_Problem requirements_.
When you transcribe the entries below, keep the wording exact and omit the pictures.

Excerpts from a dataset
----------------------------------------

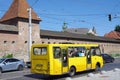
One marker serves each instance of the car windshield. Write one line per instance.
(1, 60)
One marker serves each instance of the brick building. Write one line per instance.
(14, 33)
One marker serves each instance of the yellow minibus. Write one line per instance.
(58, 59)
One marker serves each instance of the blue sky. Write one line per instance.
(76, 13)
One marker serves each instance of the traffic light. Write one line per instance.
(109, 17)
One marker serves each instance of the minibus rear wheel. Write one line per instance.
(72, 71)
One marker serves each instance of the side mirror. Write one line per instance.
(4, 63)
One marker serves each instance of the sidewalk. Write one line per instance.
(103, 75)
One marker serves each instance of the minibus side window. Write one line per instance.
(40, 51)
(56, 52)
(95, 51)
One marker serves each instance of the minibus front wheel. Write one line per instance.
(72, 71)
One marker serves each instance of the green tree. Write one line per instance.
(117, 28)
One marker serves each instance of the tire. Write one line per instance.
(72, 71)
(20, 68)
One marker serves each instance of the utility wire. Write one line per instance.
(34, 3)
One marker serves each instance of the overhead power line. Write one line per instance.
(34, 3)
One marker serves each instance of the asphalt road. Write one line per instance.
(26, 75)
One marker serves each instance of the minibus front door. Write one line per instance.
(64, 61)
(88, 55)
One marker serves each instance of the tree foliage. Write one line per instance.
(117, 28)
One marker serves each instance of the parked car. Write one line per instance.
(28, 64)
(107, 58)
(8, 64)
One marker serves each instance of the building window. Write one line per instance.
(43, 42)
(5, 42)
(25, 42)
(33, 42)
(13, 42)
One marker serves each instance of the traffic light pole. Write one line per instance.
(29, 33)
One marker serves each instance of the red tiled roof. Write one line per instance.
(18, 9)
(113, 34)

----------------------------------------

_Exercise response_.
One marker serves each instance of the car windshield. Write one line per instance.
(1, 60)
One marker serves each instance of the brick building. Write one line per instance.
(14, 33)
One marker serves each instance of the yellow minibus. Write one line per instance.
(58, 59)
One marker serves each instance of the blue sky. Write one line per instance.
(76, 13)
One marker serves each instance of the traffic light. Write one line per instance.
(109, 17)
One marker serves each instance of the minibus rear wheel. Write one line per instance.
(72, 71)
One marker serves each instance of the side mirror. Write one line per instance.
(4, 63)
One marker serves each instance of the sidewalk. Write one line per instance.
(103, 75)
One marker serves each instance of the minibus side window. Write one line per instance.
(40, 51)
(56, 52)
(95, 51)
One marker serves each instance of the minibus front wheel. Write one line per instance.
(72, 71)
One marker serves each instance of the green tree. Write one line per instance.
(117, 28)
One marker serves each instance of the tire. Write one line per instance.
(72, 71)
(20, 68)
One marker serves each instance of the utility wire. Write one line per instance.
(34, 3)
One marker serves each instance of the overhead power line. Write one line per instance.
(34, 3)
One marker serves each instance of the asphalt road. Write one line per instance.
(26, 75)
One marker serves each instance of the minibus front door. Write one line per instance.
(64, 61)
(88, 55)
One marker serves each instance of the tree foliage. Write one line per instance.
(117, 28)
One marker serves each instance of the parked car. Write one line per instance.
(28, 64)
(107, 58)
(8, 64)
One marker serves each instance of the building window. Write one line per instance.
(43, 42)
(5, 42)
(25, 42)
(33, 42)
(13, 42)
One marker serves each instance of the traffic light pole. Write one line per instance.
(29, 33)
One marker serves each instance of the red tiled roof. Write one line per instance.
(18, 9)
(113, 34)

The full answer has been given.